DATA SHOWN:

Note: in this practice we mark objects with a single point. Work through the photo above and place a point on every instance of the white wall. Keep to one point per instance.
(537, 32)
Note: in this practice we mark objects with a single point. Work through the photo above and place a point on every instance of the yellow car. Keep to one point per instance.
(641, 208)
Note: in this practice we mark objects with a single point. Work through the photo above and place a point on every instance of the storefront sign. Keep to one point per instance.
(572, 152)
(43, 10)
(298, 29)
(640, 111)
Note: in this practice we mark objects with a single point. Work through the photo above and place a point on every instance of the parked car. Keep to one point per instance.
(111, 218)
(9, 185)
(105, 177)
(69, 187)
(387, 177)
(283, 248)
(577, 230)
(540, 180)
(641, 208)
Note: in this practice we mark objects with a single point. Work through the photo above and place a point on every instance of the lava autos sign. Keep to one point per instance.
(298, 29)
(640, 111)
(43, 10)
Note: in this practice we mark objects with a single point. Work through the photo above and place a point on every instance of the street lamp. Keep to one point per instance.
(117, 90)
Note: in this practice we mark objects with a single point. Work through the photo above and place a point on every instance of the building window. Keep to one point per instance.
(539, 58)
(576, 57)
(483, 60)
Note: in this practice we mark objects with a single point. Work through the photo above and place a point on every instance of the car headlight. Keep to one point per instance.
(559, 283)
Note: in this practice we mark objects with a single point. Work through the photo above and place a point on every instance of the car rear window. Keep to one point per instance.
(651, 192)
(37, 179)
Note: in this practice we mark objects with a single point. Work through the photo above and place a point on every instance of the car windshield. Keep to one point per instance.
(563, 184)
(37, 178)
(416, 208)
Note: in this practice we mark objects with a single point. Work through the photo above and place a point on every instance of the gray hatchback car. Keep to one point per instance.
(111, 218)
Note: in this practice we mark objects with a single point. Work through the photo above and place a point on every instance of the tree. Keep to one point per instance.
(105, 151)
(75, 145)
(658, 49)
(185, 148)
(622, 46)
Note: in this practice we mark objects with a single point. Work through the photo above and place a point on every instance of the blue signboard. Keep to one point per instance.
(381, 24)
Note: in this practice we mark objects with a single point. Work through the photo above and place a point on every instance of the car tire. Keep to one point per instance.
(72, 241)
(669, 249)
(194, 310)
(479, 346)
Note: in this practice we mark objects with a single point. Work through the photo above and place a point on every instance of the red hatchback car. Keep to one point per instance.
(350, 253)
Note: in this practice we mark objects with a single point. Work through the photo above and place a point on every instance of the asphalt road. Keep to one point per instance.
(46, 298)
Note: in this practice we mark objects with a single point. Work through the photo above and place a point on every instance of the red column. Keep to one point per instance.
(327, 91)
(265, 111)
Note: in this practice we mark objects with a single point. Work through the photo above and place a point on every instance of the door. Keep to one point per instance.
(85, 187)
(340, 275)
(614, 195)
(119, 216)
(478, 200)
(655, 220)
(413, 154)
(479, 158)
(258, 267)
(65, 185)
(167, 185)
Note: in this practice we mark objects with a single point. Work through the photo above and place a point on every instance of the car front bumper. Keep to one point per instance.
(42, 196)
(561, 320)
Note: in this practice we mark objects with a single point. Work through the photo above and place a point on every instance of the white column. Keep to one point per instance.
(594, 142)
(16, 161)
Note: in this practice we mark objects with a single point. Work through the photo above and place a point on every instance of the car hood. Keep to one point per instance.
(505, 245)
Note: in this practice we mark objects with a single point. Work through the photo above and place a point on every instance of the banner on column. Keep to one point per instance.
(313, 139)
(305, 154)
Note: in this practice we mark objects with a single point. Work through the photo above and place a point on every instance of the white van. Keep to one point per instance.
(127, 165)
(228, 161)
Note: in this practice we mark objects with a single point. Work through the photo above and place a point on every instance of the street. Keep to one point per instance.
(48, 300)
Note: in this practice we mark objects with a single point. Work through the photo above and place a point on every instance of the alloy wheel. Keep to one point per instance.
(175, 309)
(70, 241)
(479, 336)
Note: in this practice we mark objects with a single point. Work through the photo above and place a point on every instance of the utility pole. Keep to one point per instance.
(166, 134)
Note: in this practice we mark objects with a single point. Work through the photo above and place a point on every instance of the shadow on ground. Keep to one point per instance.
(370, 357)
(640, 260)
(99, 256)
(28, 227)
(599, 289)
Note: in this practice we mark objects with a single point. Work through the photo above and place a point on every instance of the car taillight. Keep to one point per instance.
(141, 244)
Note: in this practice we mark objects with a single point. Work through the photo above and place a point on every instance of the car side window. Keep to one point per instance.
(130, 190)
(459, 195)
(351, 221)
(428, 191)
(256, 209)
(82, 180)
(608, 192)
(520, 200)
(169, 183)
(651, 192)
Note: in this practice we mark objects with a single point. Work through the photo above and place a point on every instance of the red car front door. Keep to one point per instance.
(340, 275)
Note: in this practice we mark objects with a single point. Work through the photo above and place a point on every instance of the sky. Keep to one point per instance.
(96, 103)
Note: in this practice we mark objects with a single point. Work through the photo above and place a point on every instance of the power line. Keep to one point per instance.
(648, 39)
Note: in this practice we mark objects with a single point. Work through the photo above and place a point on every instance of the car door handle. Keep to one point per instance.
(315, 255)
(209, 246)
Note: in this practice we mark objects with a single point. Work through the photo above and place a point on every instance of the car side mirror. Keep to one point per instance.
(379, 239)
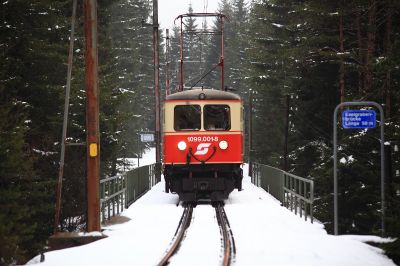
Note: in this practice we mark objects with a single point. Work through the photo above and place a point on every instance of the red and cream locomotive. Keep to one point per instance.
(202, 135)
(203, 144)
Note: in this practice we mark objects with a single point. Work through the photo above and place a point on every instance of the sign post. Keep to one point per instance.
(144, 137)
(358, 119)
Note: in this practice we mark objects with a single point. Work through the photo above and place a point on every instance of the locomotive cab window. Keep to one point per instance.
(217, 117)
(187, 117)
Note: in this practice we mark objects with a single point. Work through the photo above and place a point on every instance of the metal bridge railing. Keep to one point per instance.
(120, 191)
(296, 193)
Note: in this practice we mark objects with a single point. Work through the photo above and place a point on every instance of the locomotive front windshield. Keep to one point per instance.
(217, 117)
(187, 117)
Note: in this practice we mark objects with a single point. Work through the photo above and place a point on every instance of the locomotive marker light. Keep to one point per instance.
(182, 145)
(223, 145)
(93, 151)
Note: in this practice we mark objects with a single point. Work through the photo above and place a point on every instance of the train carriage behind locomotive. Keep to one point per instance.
(203, 144)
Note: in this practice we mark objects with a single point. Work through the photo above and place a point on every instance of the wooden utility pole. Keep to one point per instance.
(341, 41)
(251, 134)
(167, 48)
(92, 116)
(156, 88)
(285, 146)
(65, 121)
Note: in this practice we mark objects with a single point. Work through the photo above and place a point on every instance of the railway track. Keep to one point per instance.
(180, 232)
(228, 242)
(227, 236)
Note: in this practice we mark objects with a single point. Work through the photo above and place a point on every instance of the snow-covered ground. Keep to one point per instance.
(265, 234)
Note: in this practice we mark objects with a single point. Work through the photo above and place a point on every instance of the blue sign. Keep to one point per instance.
(359, 119)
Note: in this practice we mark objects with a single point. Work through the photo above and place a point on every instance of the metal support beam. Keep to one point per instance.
(156, 88)
(92, 116)
(65, 122)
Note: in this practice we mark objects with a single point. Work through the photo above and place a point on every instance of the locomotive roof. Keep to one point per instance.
(210, 94)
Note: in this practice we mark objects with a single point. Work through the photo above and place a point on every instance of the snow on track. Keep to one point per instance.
(265, 234)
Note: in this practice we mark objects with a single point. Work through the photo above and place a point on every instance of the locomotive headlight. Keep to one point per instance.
(182, 145)
(223, 145)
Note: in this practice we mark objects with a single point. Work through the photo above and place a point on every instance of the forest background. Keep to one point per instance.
(305, 56)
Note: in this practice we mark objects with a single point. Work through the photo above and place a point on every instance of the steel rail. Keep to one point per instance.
(228, 240)
(180, 232)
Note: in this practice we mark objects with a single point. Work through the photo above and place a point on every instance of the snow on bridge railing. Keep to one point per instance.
(120, 191)
(296, 193)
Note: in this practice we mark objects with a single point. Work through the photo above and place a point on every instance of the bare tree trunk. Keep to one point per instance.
(370, 45)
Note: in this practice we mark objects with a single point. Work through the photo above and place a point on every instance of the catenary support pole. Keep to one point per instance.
(382, 143)
(92, 116)
(65, 121)
(156, 89)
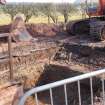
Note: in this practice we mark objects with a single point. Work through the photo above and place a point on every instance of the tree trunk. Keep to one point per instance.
(66, 17)
(48, 19)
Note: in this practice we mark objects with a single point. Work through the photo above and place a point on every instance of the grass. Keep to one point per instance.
(5, 19)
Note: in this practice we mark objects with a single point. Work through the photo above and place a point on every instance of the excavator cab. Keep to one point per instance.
(92, 8)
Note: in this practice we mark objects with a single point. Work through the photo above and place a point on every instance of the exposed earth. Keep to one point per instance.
(55, 56)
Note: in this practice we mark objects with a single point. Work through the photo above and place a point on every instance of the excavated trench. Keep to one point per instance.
(50, 60)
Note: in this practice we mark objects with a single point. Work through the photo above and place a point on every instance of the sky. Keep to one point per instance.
(52, 1)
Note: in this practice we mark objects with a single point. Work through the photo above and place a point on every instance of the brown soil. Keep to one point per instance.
(55, 58)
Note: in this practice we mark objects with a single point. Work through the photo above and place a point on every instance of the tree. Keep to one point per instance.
(65, 9)
(49, 10)
(28, 10)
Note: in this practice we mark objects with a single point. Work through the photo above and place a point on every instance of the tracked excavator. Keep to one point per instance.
(93, 26)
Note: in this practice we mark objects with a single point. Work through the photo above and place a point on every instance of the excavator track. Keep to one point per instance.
(92, 27)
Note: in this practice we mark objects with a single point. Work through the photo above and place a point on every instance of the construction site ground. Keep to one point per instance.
(54, 58)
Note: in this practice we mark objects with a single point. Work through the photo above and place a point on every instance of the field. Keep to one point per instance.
(5, 19)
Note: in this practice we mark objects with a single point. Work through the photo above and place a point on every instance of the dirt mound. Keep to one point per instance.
(36, 29)
(43, 29)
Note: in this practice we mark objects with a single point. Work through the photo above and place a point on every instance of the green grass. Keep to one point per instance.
(5, 19)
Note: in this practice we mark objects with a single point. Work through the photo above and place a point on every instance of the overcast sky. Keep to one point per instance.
(52, 1)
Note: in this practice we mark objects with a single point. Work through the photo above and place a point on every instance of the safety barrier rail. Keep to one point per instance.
(64, 83)
(9, 59)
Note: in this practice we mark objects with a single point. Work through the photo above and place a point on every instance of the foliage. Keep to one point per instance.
(52, 11)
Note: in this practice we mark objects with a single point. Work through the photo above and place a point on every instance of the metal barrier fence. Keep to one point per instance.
(9, 59)
(64, 83)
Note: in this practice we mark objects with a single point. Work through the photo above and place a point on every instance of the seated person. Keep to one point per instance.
(19, 31)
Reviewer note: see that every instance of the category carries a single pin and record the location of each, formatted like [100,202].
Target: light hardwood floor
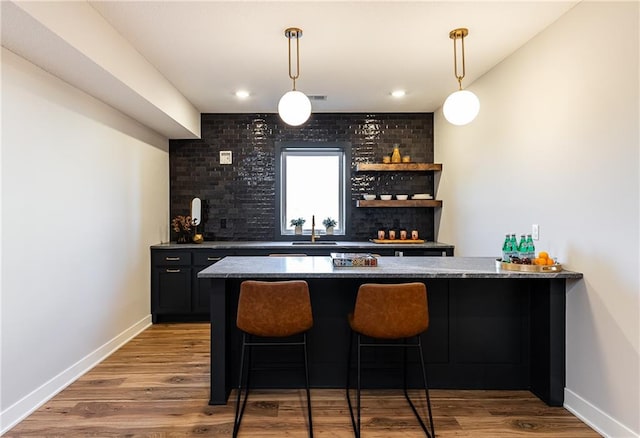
[157,386]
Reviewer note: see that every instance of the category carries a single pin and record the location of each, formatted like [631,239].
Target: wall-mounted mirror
[196,211]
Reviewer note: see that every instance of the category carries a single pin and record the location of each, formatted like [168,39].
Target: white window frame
[312,149]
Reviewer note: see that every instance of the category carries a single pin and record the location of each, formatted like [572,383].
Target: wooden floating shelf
[396,203]
[399,167]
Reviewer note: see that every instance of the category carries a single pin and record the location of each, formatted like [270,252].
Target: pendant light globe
[461,107]
[294,108]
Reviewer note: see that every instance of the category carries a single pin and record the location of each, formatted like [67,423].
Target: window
[312,180]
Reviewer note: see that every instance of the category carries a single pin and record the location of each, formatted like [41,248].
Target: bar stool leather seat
[272,309]
[390,312]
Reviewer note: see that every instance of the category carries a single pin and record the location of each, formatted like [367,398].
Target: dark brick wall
[243,194]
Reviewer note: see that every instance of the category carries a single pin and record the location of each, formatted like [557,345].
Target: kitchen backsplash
[239,199]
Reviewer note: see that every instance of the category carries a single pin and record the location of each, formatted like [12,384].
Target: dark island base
[483,334]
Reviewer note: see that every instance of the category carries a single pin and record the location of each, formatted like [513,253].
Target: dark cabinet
[178,295]
[176,292]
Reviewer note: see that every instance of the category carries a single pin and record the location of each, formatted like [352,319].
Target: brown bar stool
[272,309]
[390,312]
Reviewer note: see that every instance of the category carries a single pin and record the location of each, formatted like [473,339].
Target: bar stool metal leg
[306,376]
[240,409]
[356,427]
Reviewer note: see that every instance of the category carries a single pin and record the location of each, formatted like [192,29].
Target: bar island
[489,328]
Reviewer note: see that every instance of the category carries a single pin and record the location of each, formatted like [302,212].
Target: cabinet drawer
[171,258]
[207,258]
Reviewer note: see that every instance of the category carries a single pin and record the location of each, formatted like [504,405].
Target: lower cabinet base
[197,317]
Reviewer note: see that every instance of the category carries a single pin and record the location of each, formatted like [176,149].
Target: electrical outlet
[225,157]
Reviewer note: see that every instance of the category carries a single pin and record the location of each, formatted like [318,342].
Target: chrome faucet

TASK DIRECTIONS:
Find the line with "formatted like [12,384]." in the listing above, then write out that line and each remaining line exactly, with no other text.

EXPECTED OUTPUT:
Reviewer note: see that every instance of the category carries a single pin and record the location of each, formatted like [12,384].
Target: dark island base
[483,334]
Reviewer note: see that every instance of the category carries a single pin and record the location of each, formatted like [513,253].
Target: dark cabinet
[178,295]
[176,292]
Reviewer note: see that every instance of the category carries a single pin and record the location of each, formatted like [352,319].
Target: brown bar stool
[272,309]
[390,312]
Reviewer note: see that every instance of the category carries a single pin and record the location of each, formatted like [473,339].
Target: bar stool metal leg
[306,376]
[240,409]
[356,427]
Reviewer note: see that every instance of the category carries a single pin and record the location of each, formatted like [192,29].
Target: bar island
[489,328]
Reviewer note: see that every instance of the category carries a single pin and record the location of each, formatted like [302,212].
Target: cabinet drawer
[171,258]
[207,258]
Reviewer note: see that every instance of the category carries a single pin and record the location of each, formatted like [504,405].
Target: lower cabinet base
[197,317]
Reviewer note: see that every instance of the category carries a single pin and record the location of each, formatted like [176,149].
Target: electrical outlet
[225,157]
Reviewer note: see that every instance of the category carries a single pin and record the location of each, formatted like [318,342].
Target: chrome faucet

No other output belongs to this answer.